## Extract to read
-=-=-=-=-

This is a guest post by Ethan Ayer, CEO of Resilient Network Systems.

Biometrics have been used in the government sector for many years, with fingerprint recognition being the first practical adoption of the technology. Over a century ago, law enforcement began fingerprinting criminals, recording them on paper cards which were stored in filing cabinets and warehouse repositories. Today, advances in computer and mobile technology allow a police officer to readily fingerprint a suspect using a biometrics app downloaded to his or her smartphone. Fingerprint biometrics are also used for access to security-restricted buildings and are an accurate digital identification solution for various government applications such as border control, national identification cards, voter registration and passports.

As security attacks become more pervasive and sophisticated, biometrics will become an essential component of identity management. The online identities predominantly used today will be replaced by the more nuanced and accurate identifiers that biometrics can provide. Private industries are starting to adopt biometric recognition technologies that replace traditional usernames and passwords to provide increased security for enhanced consumer experiences and transactions.

Biometric modalities and uses

The success and accuracy of fingerprint technology led to the exploration of other biometric modalities where an individual’s unique physical characteristics could serve as valuable identifiers in varying use cases. Face, eye and voice biometrics, along with fingerprint recognition, are the most widely used within government agencies. Early on it was believed that modalities could, and should, be ranked by degrees of effectiveness, but as the technology evolved, it became evident that no single biometric modality could be considered better than another. Instead, it was discovered that different modalities offered their own benefits dependent upon specific parameters, such as who would be using the biometric, in what environment and for what purpose.

Given these parameters, a deploying agency can select the best biometric modality for a specific use case based on the level of identification accuracy required for security purposes and/or the ease of use by the end user. In addition, certain deploying agencies opt for the least invasive biometric modality in order to limit invasion of privacy issues. For example, eGovernment agencies, such as the Veteran’s Administration, find voice recognition to be a particularly useful modality for individuals needing high-level security access due to its effectiveness over long distances in an analog-type environment. Other agencies, such as those in intelligence, ban the use of phone and laptop cameras, so only non-visual biometrics are possible.

-=-=-=-=-

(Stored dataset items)
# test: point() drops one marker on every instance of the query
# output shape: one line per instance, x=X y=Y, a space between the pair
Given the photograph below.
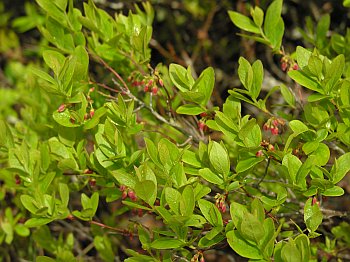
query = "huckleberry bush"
x=99 y=127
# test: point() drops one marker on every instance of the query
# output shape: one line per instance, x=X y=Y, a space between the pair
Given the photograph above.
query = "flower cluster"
x=221 y=202
x=127 y=192
x=198 y=257
x=148 y=83
x=273 y=125
x=288 y=64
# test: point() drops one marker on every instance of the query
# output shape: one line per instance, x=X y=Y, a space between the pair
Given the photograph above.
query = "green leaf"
x=305 y=80
x=298 y=127
x=250 y=134
x=210 y=212
x=258 y=16
x=44 y=259
x=180 y=77
x=29 y=203
x=124 y=178
x=243 y=22
x=166 y=243
x=340 y=168
x=288 y=95
x=6 y=138
x=273 y=25
x=187 y=202
x=147 y=191
x=190 y=109
x=334 y=191
x=290 y=252
x=64 y=118
x=303 y=244
x=205 y=84
x=238 y=212
x=152 y=151
x=22 y=230
x=173 y=198
x=245 y=73
x=258 y=72
x=312 y=215
x=251 y=228
x=54 y=60
x=64 y=193
x=241 y=246
x=210 y=176
x=219 y=158
x=245 y=164
x=303 y=56
x=292 y=163
x=36 y=222
x=104 y=247
x=53 y=11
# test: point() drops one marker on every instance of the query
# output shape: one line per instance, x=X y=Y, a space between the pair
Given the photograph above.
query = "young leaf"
x=210 y=212
x=243 y=22
x=190 y=109
x=312 y=215
x=241 y=246
x=219 y=158
x=147 y=191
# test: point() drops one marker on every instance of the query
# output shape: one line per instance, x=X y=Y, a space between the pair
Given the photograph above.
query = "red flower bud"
x=259 y=153
x=284 y=66
x=274 y=131
x=17 y=180
x=92 y=182
x=132 y=195
x=92 y=112
x=154 y=90
x=201 y=125
x=275 y=122
x=70 y=217
x=124 y=195
x=61 y=108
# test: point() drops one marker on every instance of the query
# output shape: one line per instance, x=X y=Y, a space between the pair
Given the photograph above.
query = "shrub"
x=100 y=136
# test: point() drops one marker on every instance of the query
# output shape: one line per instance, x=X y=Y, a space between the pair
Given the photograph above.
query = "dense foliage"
x=107 y=155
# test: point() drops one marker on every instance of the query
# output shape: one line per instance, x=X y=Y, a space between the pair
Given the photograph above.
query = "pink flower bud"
x=259 y=153
x=92 y=113
x=154 y=90
x=201 y=125
x=17 y=180
x=295 y=66
x=284 y=66
x=124 y=195
x=274 y=131
x=92 y=182
x=61 y=108
x=132 y=195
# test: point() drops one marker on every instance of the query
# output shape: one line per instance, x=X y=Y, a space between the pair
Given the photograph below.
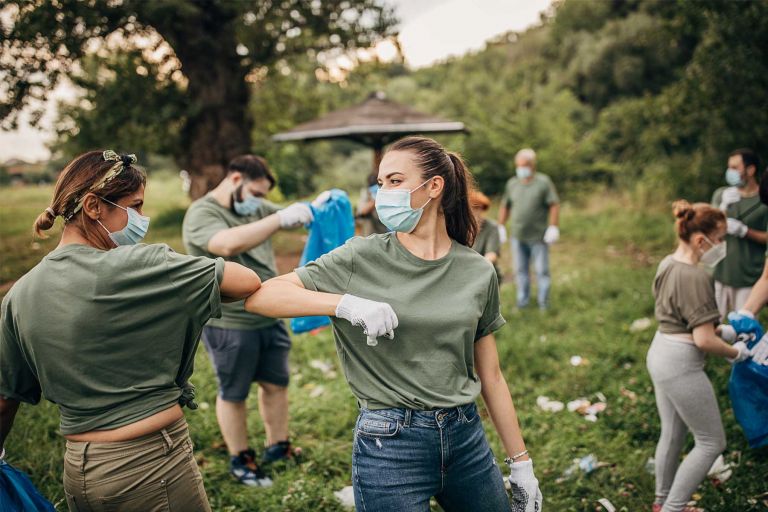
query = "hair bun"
x=682 y=209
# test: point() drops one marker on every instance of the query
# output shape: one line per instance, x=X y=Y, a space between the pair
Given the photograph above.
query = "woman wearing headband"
x=107 y=328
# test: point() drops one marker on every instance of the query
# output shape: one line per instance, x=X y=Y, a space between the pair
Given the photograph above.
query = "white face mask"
x=715 y=254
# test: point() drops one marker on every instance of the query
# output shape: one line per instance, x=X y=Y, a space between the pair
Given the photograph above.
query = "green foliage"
x=601 y=274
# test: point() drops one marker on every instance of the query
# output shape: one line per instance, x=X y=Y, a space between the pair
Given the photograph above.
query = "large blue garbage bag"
x=332 y=227
x=748 y=387
x=18 y=494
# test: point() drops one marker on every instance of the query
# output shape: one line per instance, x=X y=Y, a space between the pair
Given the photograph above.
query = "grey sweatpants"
x=686 y=401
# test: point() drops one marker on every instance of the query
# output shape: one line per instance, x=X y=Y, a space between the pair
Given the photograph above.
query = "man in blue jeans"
x=531 y=200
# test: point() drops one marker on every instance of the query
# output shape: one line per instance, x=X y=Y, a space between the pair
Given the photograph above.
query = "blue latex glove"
x=744 y=322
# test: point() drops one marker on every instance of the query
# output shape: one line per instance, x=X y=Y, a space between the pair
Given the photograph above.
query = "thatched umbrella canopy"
x=375 y=123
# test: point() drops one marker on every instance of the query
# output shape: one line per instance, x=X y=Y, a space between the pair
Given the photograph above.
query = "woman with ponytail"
x=688 y=316
x=436 y=303
x=106 y=328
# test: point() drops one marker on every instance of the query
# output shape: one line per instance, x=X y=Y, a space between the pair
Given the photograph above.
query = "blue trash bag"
x=332 y=226
x=748 y=387
x=18 y=494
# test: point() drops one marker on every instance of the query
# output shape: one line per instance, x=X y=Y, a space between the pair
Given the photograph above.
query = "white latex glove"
x=737 y=228
x=321 y=198
x=376 y=318
x=526 y=495
x=742 y=355
x=728 y=333
x=730 y=195
x=760 y=351
x=551 y=235
x=502 y=234
x=295 y=215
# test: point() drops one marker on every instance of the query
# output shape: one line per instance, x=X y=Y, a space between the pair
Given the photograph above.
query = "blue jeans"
x=401 y=458
x=523 y=252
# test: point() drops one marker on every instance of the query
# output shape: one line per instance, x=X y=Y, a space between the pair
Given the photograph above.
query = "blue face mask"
x=733 y=178
x=523 y=172
x=248 y=206
x=394 y=209
x=133 y=232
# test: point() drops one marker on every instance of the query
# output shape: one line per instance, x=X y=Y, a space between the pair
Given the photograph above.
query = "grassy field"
x=602 y=272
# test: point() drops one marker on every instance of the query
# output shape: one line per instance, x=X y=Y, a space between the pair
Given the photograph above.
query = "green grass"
x=602 y=272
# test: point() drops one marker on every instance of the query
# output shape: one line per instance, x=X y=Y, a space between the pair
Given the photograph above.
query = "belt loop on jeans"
x=168 y=442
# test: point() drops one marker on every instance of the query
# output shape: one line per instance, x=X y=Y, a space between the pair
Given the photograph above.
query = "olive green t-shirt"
x=443 y=306
x=488 y=241
x=743 y=263
x=206 y=217
x=529 y=204
x=108 y=336
x=685 y=297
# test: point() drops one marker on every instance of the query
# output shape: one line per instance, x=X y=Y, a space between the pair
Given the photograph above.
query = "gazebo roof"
x=375 y=122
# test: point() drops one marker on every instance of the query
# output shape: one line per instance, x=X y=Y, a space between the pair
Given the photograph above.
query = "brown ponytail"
x=696 y=218
x=77 y=179
x=434 y=160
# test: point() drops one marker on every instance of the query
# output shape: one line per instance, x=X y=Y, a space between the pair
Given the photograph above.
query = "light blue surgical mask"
x=133 y=232
x=248 y=206
x=523 y=172
x=733 y=178
x=394 y=209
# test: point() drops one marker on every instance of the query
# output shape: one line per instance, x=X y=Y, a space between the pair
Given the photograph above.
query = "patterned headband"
x=121 y=162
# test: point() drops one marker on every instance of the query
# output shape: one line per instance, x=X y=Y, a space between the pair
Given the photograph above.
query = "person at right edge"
x=746 y=239
x=687 y=314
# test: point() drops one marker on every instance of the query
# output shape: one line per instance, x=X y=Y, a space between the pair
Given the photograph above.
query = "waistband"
x=166 y=438
x=434 y=418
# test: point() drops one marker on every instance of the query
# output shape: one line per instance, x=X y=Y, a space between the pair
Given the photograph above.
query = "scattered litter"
x=320 y=365
x=346 y=497
x=640 y=324
x=588 y=409
x=628 y=394
x=579 y=361
x=607 y=505
x=720 y=471
x=549 y=405
x=650 y=465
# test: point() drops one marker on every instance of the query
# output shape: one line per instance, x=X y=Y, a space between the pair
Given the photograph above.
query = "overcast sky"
x=430 y=30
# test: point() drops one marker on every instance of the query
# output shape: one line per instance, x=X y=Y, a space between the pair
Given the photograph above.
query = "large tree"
x=211 y=49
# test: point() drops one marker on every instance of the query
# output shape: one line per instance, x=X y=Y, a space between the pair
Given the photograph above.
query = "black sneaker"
x=244 y=468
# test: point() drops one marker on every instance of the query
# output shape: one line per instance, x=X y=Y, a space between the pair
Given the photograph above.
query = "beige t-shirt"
x=685 y=297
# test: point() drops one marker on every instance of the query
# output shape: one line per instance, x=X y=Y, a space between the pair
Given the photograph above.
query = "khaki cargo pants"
x=153 y=473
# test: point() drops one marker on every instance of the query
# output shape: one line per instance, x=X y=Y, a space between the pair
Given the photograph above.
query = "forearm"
x=500 y=407
x=233 y=241
x=759 y=294
x=238 y=282
x=554 y=214
x=757 y=236
x=283 y=297
x=8 y=410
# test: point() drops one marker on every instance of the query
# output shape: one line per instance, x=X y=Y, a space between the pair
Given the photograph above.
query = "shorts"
x=241 y=357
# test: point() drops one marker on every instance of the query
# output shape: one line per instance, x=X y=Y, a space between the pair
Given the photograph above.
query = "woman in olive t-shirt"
x=107 y=329
x=687 y=314
x=418 y=434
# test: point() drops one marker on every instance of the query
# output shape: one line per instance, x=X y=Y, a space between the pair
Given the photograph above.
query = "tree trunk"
x=218 y=127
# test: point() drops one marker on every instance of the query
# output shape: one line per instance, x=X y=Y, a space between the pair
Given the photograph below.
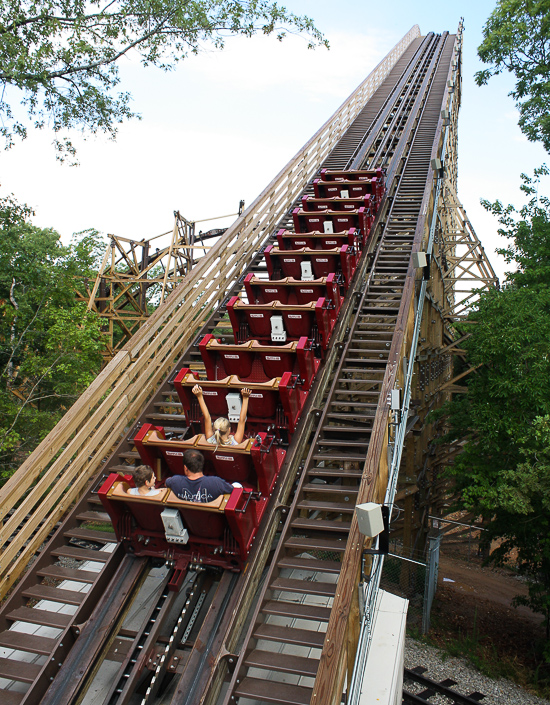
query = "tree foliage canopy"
x=517 y=39
x=503 y=471
x=63 y=55
x=49 y=345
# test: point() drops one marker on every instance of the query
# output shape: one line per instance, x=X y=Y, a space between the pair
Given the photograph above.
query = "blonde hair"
x=221 y=426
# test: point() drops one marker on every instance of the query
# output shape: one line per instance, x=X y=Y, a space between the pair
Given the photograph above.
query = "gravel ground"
x=468 y=679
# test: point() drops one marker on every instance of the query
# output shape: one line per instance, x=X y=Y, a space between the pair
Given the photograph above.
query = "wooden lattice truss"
x=135 y=277
x=459 y=254
x=459 y=272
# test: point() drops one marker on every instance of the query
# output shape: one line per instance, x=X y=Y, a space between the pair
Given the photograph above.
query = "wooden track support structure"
x=135 y=277
x=60 y=469
x=459 y=271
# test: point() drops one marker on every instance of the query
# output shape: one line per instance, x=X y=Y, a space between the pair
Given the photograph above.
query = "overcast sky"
x=223 y=124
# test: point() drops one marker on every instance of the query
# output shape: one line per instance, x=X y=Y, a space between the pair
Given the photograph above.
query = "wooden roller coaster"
x=293 y=625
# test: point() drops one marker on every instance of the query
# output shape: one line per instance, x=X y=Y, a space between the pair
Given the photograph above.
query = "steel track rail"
x=279 y=658
x=432 y=688
x=42 y=657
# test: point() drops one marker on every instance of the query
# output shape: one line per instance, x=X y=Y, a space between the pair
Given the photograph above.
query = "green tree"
x=503 y=472
x=50 y=347
x=516 y=38
x=61 y=57
x=522 y=519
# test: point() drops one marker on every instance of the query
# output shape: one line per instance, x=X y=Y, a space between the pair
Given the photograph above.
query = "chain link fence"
x=414 y=577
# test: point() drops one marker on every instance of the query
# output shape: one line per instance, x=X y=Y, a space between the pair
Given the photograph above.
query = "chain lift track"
x=59 y=620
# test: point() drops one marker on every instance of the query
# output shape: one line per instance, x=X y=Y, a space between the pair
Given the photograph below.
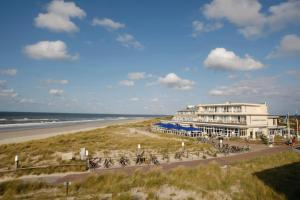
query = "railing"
x=222 y=122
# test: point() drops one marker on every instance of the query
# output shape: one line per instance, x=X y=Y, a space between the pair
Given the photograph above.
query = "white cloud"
x=8 y=72
x=135 y=99
x=247 y=15
x=56 y=50
x=5 y=92
x=171 y=80
x=52 y=81
x=108 y=24
x=289 y=46
x=58 y=16
x=26 y=100
x=250 y=87
x=155 y=100
x=136 y=75
x=199 y=27
x=56 y=92
x=220 y=58
x=128 y=40
x=126 y=83
x=295 y=73
x=8 y=93
x=2 y=83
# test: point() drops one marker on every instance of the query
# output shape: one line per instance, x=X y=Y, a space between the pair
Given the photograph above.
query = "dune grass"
x=110 y=139
x=239 y=181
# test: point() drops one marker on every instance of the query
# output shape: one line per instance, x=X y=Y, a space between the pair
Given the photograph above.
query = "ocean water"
x=10 y=120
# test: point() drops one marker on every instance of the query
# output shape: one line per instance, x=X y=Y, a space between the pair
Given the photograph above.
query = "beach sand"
x=34 y=133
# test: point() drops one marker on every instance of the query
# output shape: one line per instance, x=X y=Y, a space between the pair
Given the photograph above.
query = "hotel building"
x=248 y=120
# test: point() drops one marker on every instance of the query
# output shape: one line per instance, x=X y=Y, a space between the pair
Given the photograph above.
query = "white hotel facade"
x=248 y=120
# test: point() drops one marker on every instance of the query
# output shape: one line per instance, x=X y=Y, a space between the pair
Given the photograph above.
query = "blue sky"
x=148 y=57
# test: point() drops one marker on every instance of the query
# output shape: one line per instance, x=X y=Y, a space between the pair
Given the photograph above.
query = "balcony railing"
x=223 y=121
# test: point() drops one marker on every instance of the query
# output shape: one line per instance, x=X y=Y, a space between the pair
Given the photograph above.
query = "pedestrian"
x=293 y=141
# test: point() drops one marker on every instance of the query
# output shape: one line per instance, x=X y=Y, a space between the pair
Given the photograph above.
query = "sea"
x=23 y=120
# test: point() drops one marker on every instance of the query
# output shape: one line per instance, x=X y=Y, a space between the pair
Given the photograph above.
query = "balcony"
x=241 y=122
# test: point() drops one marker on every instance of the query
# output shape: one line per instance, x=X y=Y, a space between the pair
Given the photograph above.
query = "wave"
x=50 y=122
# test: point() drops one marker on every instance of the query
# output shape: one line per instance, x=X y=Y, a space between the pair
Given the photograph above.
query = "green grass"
x=242 y=180
x=109 y=139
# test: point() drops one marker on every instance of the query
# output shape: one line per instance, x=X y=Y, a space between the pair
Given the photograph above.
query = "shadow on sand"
x=284 y=179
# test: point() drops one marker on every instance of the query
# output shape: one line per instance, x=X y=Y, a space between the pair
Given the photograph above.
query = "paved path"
x=169 y=166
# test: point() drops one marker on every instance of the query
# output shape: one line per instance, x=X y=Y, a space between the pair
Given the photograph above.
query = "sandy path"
x=170 y=166
x=35 y=133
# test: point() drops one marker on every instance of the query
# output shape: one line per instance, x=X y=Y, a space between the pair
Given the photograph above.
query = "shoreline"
x=36 y=133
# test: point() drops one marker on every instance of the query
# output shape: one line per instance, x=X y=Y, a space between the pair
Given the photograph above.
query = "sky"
x=148 y=57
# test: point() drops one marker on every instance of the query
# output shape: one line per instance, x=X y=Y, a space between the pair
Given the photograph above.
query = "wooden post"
x=139 y=149
x=67 y=183
x=16 y=162
x=87 y=160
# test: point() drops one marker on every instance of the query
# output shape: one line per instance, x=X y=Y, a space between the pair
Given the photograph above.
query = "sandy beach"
x=34 y=133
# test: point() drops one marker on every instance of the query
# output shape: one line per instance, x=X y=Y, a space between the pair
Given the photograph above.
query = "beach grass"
x=112 y=140
x=242 y=180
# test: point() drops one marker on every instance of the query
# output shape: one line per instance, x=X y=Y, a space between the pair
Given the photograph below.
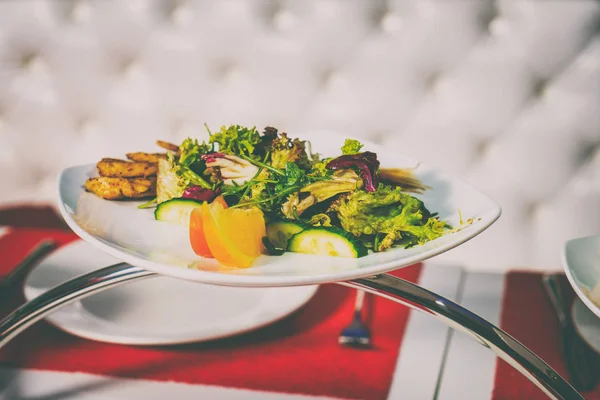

-=-=-=-=-

## Exercise directions
Decide whether each statement below agrees with the biometrics text, answering yes or no and quoting the deciding words. (a) Fingerprint recognition was the first practical use of biometrics in the government sector. (b) As the technology evolved, one biometric modality proved better than all the others. (c) Some intelligence agencies ban the use of phone and laptop cameras.

## Expected answer
(a) Yes: "with fingerprint recognition being the first practical adoption of the technology"
(b) No: "it became evident that no single biometric modality could be considered better than another"
(c) Yes: "Other agencies, such as those in intelligence, ban the use of phone and laptop cameras"